Discussion in 'Anything goes' started by Simon_Cowbell, Mar 4, 2008.

  1. Msaint

    Msaint Member

    Agree with this. A CEO type wouldn't be the one popping Cheese in front of 10 other dudes -- dudes in The Game or not. That's a loyal soldier/"company man" move...and I loved seeing that flip-flopping weasel Cheese get his, especially at Slim's hand.
     
  2. Msaint

    Msaint Member

    Aside from offing Cheese, Slim never struck me as the stone-cold killer type, like Wee Bey and Chris were.
     
  3. Mighty_Wingman

    Mighty_Wingman Active Member

    Cheese's death surprised me, just because it was a bit un-Wirelike....Simon's love for bleakness would seem to be better served by letting Cheese live. But with that said, Cheese's death -- and the fact that Slim Charles was the man to do it -- was a huge relief to me. "Flip-flopping weasel" pretty much sums it up.

    What about Marlo? Are we to believe he's back in the game, even with so much to lose? Sepinwall's point -- that Marlo got what Stringer Bell always wanted, but for him, it's a terrible fate -- was very well put.

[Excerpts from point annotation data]
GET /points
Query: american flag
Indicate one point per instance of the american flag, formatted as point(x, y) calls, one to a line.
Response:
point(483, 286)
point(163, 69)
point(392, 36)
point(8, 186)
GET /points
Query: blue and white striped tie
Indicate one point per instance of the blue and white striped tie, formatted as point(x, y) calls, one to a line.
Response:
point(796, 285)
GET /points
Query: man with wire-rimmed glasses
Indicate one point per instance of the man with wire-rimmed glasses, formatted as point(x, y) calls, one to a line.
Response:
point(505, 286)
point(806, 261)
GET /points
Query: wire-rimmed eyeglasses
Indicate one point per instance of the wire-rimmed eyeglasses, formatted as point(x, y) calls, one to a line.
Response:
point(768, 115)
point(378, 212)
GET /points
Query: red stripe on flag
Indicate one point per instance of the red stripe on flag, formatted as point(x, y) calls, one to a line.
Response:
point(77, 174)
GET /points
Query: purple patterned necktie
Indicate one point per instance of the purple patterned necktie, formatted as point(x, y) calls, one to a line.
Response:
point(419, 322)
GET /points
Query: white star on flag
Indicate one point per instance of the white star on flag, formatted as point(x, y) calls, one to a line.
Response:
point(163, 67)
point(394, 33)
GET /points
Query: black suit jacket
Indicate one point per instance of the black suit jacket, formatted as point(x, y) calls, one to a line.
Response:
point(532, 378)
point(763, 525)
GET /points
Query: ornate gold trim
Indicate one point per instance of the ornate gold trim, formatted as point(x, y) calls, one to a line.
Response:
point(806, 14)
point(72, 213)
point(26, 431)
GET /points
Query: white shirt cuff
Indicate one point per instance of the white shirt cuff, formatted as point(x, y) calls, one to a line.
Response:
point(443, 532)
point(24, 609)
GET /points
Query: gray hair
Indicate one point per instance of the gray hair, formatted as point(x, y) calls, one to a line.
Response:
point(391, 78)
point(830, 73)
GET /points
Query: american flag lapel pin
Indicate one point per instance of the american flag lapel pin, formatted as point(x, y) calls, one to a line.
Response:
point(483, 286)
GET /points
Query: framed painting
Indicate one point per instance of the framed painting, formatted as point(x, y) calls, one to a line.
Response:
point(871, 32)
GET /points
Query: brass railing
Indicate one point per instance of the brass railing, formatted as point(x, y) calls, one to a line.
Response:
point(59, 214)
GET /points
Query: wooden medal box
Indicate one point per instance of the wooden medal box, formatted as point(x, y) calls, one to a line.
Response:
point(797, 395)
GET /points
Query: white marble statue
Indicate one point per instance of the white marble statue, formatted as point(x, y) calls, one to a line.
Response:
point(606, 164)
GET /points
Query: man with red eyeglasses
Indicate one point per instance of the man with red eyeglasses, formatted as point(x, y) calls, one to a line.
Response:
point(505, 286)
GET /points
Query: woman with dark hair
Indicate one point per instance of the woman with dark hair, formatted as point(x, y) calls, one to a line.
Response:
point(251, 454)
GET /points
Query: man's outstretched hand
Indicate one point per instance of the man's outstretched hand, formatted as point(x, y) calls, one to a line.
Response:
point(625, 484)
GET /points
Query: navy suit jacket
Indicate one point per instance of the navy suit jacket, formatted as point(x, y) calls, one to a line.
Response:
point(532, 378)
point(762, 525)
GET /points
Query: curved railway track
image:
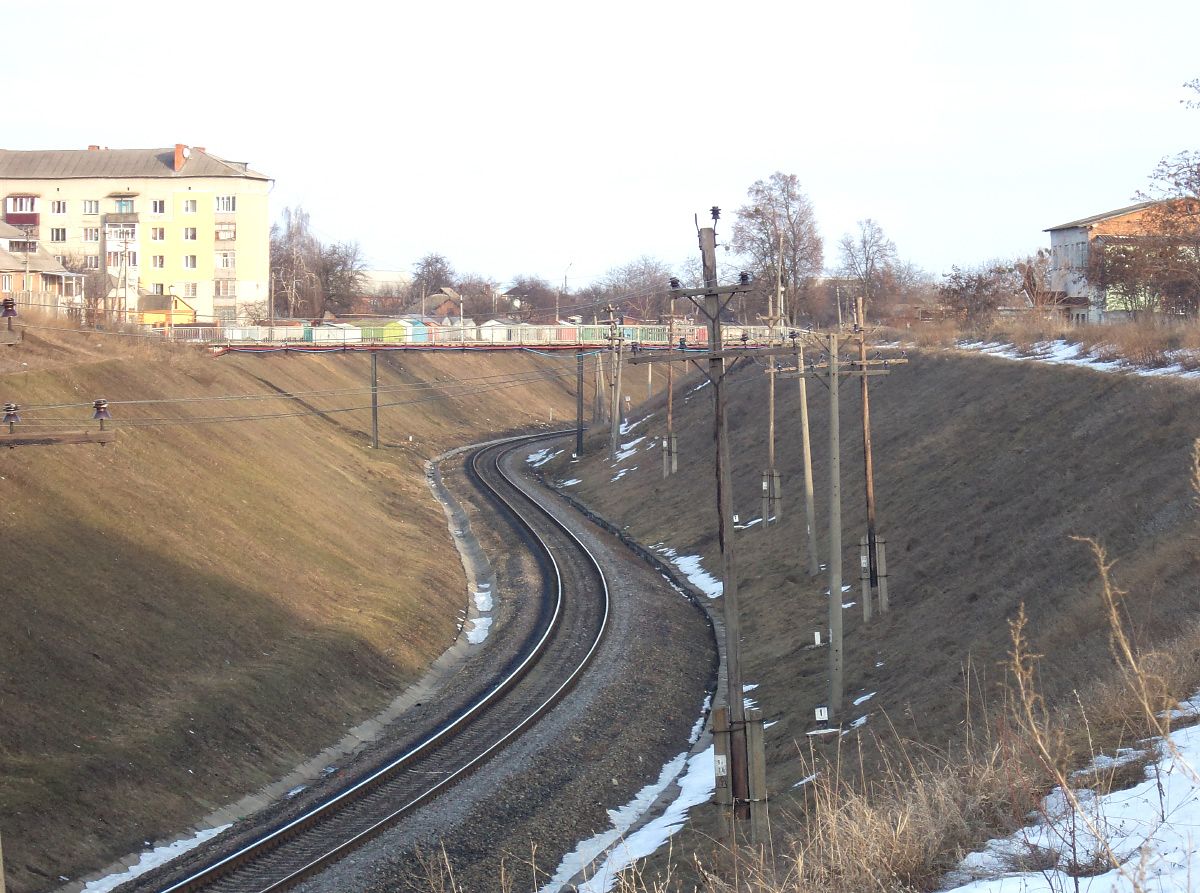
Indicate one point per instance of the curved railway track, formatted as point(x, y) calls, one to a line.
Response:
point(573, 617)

* * *

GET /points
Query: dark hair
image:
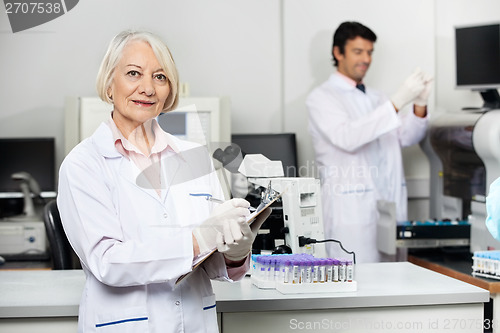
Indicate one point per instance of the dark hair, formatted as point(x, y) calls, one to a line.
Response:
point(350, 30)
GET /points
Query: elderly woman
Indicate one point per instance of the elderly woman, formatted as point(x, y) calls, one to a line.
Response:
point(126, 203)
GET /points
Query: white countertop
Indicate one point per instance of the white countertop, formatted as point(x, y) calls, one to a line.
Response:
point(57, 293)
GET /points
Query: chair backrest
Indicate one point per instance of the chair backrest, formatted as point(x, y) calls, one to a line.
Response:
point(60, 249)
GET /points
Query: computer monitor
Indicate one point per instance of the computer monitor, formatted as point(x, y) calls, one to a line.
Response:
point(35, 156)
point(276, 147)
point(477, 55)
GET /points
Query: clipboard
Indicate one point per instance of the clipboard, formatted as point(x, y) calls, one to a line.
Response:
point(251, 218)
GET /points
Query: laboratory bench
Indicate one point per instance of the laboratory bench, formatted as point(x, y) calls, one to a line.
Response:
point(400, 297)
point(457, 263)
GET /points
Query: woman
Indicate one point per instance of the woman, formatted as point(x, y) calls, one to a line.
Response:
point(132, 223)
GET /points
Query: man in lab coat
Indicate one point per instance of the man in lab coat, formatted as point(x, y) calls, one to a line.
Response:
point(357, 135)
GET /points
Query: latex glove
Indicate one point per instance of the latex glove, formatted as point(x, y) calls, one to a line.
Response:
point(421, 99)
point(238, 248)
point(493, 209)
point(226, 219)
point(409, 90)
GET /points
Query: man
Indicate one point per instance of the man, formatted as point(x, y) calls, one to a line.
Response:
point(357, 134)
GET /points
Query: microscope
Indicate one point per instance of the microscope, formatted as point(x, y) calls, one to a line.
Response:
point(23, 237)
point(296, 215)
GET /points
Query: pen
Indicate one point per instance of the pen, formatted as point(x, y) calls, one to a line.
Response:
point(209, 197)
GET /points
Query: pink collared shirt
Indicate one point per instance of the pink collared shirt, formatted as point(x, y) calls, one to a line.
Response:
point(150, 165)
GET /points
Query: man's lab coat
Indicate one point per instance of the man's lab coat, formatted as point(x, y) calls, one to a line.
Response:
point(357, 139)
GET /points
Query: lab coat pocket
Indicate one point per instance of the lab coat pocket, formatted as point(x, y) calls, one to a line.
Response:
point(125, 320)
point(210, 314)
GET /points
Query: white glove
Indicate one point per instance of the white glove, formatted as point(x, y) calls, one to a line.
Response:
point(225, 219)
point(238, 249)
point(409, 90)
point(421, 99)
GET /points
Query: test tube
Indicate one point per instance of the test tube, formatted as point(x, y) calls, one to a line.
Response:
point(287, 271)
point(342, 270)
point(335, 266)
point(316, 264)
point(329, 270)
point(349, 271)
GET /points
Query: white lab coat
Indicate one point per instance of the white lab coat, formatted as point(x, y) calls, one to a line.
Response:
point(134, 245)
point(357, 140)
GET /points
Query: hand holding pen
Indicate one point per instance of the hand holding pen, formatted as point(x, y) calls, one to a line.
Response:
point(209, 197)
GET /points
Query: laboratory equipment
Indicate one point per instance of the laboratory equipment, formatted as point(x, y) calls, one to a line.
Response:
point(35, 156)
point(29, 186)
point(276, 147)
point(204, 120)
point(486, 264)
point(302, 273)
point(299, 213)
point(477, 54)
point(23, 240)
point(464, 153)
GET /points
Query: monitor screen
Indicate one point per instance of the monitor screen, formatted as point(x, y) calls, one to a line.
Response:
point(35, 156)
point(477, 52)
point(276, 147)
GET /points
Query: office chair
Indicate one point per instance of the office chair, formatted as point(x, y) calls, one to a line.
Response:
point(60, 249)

---

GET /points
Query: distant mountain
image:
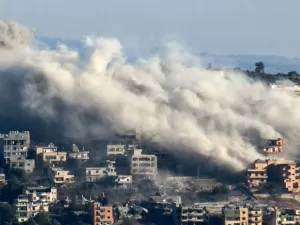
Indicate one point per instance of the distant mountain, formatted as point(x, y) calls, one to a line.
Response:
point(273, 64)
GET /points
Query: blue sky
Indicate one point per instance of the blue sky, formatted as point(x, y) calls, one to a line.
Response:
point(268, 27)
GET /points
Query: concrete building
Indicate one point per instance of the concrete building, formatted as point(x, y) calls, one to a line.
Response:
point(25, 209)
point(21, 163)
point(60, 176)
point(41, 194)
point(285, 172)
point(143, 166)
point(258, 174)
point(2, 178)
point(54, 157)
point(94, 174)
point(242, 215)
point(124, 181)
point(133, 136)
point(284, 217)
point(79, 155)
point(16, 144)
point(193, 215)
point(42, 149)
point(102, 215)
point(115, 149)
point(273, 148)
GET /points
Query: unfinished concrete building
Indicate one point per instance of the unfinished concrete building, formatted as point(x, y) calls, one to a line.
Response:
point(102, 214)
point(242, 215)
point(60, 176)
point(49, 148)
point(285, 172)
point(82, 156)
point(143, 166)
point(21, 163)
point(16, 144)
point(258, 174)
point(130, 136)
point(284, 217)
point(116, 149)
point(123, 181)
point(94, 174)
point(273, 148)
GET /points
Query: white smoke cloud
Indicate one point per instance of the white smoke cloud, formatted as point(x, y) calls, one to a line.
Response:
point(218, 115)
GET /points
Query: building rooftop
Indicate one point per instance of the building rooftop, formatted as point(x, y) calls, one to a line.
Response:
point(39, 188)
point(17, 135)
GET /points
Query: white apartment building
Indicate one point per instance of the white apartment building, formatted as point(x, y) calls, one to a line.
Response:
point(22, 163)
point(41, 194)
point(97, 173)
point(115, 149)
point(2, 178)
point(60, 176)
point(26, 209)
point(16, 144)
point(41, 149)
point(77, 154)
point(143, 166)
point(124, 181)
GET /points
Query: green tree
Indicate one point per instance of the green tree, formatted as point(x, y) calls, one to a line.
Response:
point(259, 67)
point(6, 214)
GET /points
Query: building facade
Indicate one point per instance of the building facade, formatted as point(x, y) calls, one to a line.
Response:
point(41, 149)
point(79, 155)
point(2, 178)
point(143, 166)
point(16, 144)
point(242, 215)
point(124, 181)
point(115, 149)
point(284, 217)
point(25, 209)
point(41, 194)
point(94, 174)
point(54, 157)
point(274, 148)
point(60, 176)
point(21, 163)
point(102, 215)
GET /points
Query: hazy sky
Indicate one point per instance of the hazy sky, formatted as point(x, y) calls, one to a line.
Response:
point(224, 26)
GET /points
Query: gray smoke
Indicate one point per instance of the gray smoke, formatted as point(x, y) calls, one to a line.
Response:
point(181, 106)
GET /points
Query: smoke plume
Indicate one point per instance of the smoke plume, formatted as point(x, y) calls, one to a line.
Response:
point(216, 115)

### OBJECTIVES
**a)** According to the forum discussion, which character killed Cheese?
**b)** Select every line of the records that contains the string "pocket", matching case exactly.
The records bear no relation to the forum discussion.

### RESULTS IN ORDER
**a)** Slim Charles killed Cheese.

**b)**
Query: lab coat pocket
Indicate one point per instance of the lab coat pocket, formatted as point(x, y) calls, one to a line.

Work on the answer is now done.